Extrait
──────────
Il y avait deux hauteurs dans le hameau de mon enfance : l'un, le terril, fabriqué de mains d'hommes, sur lequel il nous était interdit de monter et que nous escaladions pourtant , un peu pour se faire peur, surtout pour braver l'interdiction. L'autre était le Crêt qui séparait mon hameau du village.
La pente en était raide, surtout pour mes jambes de gamin lorsqu'il fallait, le dimanche matin, parcourir à jeun les quatre kilomètres qui nous séparaient de l'église. Ma grand-mère maternelle m'accompagnait ce jour-là mais il fallait, dans la semaine, aller à confesse, et là, j'étais seul. Parfois, Yvon faisait le chemin avec moi et nous en profitions, une fois la pente bordée de champs ou de cultures avalée, pour nous aventurer un peu dans les bois qui occupaient le sommet.
De là-haut, je voyais le hameau, pauvres maisons de mineurs qui sont toujours là aujourd'hui, envahies de constructions nouvelles remplaçant les champs anciens. Je voyais la ferme de ma grand-mère paternelle, où je vécus ensuite, un peu isolée, un peu rude, comme les fermes de cette région, dominée par le cône du terril.
──────────
Entrées d'un jeu de données:
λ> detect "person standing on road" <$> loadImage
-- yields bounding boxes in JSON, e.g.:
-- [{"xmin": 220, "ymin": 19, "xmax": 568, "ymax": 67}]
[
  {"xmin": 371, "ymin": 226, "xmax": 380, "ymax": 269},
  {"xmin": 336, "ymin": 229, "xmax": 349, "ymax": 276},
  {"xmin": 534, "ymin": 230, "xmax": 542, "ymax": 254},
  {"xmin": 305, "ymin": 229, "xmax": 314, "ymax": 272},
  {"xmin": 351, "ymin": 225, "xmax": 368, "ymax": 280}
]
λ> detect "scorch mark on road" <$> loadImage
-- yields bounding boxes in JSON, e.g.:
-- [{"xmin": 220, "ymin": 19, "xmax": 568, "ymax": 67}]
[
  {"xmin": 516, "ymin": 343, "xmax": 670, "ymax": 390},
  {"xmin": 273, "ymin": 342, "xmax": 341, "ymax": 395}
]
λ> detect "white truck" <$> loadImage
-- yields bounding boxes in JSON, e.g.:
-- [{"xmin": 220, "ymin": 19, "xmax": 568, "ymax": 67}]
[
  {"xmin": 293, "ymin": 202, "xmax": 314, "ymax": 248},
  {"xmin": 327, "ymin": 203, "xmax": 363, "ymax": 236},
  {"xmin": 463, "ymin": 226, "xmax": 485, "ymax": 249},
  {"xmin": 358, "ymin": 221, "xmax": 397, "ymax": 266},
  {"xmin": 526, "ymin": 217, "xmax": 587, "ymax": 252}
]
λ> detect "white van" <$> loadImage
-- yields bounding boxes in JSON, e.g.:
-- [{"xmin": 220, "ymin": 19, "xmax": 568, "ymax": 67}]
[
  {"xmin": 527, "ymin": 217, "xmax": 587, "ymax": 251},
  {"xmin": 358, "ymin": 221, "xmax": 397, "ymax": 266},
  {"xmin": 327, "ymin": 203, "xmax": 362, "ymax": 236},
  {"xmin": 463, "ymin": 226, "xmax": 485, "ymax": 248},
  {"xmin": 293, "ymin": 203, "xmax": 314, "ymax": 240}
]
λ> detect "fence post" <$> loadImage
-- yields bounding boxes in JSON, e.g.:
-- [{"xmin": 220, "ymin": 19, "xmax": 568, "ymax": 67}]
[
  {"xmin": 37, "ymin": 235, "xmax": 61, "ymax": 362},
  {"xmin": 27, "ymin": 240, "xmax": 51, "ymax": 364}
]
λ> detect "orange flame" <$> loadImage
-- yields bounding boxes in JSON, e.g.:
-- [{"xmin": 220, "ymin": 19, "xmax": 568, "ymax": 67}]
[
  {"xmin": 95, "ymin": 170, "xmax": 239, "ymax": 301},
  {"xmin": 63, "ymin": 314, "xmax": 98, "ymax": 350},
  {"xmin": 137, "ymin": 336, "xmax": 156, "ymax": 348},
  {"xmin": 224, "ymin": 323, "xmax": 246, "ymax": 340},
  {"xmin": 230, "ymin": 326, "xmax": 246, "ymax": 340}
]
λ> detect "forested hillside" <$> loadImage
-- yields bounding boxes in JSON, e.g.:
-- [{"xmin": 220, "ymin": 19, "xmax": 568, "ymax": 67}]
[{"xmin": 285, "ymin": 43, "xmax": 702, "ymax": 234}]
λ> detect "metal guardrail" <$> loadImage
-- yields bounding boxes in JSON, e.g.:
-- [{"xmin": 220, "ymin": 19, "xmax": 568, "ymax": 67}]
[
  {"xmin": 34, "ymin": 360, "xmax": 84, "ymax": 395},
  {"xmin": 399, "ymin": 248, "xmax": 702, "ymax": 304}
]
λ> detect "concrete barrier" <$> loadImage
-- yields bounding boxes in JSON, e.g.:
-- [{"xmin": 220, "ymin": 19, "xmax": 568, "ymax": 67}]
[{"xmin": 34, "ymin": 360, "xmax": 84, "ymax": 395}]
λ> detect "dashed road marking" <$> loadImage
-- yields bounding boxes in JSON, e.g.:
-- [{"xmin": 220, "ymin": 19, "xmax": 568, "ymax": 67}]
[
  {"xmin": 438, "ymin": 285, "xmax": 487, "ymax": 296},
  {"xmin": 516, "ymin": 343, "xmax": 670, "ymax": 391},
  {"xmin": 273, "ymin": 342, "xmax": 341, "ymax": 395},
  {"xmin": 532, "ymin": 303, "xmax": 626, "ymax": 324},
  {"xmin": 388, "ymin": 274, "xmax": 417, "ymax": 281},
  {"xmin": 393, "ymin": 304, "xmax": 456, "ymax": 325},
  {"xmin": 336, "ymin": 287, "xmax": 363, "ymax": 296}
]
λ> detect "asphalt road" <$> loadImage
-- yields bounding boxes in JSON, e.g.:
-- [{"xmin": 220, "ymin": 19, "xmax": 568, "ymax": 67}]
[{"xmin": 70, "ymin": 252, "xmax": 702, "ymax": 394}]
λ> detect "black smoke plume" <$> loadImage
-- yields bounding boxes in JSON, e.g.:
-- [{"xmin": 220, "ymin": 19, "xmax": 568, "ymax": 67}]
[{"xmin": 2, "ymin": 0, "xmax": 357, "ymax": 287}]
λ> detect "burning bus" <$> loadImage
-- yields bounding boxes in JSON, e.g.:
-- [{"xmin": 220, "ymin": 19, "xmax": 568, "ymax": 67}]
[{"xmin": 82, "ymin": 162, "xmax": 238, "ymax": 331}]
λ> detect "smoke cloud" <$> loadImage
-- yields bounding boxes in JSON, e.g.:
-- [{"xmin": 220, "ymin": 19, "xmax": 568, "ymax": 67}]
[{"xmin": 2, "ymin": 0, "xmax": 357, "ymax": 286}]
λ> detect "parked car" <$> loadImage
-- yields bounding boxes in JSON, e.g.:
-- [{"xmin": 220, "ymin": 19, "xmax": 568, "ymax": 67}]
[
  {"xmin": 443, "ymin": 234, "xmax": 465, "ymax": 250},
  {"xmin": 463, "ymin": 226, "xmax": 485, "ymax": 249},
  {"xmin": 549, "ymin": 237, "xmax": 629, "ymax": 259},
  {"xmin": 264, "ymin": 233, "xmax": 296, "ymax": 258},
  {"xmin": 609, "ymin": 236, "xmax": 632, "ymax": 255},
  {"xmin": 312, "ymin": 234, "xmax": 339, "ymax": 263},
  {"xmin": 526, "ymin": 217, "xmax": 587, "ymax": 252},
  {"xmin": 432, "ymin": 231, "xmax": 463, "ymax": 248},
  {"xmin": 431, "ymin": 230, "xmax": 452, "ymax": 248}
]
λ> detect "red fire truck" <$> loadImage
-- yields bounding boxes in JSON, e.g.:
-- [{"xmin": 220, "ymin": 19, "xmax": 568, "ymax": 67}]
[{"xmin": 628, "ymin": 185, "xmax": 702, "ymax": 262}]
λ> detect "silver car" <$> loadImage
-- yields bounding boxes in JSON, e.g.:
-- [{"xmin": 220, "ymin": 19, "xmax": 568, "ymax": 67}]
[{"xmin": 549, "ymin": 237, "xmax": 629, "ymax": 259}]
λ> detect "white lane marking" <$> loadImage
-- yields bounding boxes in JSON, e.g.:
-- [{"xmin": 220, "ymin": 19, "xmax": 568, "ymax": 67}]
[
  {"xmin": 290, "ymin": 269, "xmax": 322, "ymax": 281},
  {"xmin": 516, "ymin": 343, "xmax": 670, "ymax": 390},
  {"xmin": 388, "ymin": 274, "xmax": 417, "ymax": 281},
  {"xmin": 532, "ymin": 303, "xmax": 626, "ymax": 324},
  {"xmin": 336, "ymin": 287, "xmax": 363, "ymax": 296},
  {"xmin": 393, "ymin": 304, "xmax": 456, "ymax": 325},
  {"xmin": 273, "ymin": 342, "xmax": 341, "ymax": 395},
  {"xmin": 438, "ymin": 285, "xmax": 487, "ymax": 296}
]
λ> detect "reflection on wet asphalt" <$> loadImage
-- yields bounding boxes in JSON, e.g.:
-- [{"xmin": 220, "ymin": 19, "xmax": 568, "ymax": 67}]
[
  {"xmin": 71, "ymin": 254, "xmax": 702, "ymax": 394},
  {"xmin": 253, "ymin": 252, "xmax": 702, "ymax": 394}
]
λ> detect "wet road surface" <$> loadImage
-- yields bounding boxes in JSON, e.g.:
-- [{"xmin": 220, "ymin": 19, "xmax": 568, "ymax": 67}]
──────────
Consigne
Réécrivez sous forme de liste le paragraphe de l'extrait qui commence par « La pente en était raide », en conservant ses faits principaux. Appuyez-vous uniquement sur l'extrait pour répondre.

Corrigé
- La pente du Crêt était raide, surtout pour mes jambes d'enfant.
- Le dimanche matin, il fallait parcourir à jeun les quatre kilomètres jusqu'à l'église, en compagnie de ma grand-mère maternelle.
- Dans la semaine, j'allais sans elle à confesse.
- Parfois, Yvon m'accompagnait, et une fois la pente bordée de champs ou de cultures gravie, nous nous aventurions un peu dans les bois du sommet.